WHAT TO PRODUCE> Exactly reproduce the line containing "black coat. Keep to one point per instance." together with every line after it, through the end of the entries, and give nothing more.

WORKING DATA>
## BEGIN
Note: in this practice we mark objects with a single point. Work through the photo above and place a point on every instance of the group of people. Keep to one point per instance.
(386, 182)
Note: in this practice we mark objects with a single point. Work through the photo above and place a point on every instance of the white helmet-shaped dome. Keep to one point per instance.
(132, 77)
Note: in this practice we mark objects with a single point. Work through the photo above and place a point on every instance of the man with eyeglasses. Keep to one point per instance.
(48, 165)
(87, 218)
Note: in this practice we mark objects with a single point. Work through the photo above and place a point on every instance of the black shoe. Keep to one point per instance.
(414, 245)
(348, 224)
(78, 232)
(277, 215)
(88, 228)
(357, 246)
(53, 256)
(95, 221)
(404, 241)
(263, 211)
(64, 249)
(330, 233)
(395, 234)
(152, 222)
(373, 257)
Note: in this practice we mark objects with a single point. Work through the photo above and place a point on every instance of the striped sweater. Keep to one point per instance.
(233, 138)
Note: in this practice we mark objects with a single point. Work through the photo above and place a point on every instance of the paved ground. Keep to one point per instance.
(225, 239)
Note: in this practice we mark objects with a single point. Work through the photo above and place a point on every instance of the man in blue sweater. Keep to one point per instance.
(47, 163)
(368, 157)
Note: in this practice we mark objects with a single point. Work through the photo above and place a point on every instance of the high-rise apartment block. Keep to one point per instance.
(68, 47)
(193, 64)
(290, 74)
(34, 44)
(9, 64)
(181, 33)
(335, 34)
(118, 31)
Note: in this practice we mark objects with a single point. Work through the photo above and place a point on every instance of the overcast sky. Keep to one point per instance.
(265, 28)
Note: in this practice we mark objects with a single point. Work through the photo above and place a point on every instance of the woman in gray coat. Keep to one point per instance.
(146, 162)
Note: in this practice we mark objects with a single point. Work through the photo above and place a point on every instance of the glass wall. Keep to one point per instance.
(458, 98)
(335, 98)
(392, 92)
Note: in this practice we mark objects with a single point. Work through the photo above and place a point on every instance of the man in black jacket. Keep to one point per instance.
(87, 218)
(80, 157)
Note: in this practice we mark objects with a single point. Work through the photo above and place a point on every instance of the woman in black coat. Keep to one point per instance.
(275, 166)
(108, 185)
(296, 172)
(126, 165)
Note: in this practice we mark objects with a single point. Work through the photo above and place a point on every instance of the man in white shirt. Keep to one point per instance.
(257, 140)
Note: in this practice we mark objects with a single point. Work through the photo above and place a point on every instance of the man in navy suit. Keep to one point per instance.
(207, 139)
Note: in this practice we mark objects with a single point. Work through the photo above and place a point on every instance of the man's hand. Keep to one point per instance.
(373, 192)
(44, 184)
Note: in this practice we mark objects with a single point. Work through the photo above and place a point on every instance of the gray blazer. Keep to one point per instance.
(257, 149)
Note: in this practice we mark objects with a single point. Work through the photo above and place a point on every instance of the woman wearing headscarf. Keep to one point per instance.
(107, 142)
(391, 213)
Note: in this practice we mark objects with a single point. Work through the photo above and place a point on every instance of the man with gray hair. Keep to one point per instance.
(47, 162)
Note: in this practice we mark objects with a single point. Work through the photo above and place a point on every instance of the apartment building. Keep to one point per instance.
## END
TASK SOLUTION>
Note: in this practice we mark objects with a single point. Work through the photo above and place a point on every instance of the woman in black coat. Keep to one point per instance.
(275, 166)
(108, 185)
(296, 172)
(126, 165)
Note: in this practice we mark objects with a single point. Work through the photo above and place a point on every instance of the man in white shirt. Keep to one point per instance.
(257, 140)
Note: in this practice we mark objects with a single point. Work through the photo above and place a point on every instance of the man in navy suit. Keep to one point per instance.
(207, 139)
Note: in this practice we mark objects with a single point. Work through the photo above and place a point on every instance of the man's hand. Keep to one point per instance.
(373, 192)
(44, 184)
Note: in this practice we mark objects with a single point. Work through the photo above and place a point on every instance of the gray blazer. Keep to one point per instance.
(257, 149)
Note: in this practice we mark objects with a single point. Work through the photo above and place a point on every instance of the woman wearing headscarf. Keep to one point per instance.
(107, 142)
(391, 213)
Note: in this practice we mark objects with a single point. Work through the photo above and place a point on every instance of the man with gray hair. Keep to one point per instance.
(47, 162)
Note: in this practice we mark objects with a single point. Work through the photo above and place a point on every instance of the apartment building. Keep to one point per instance.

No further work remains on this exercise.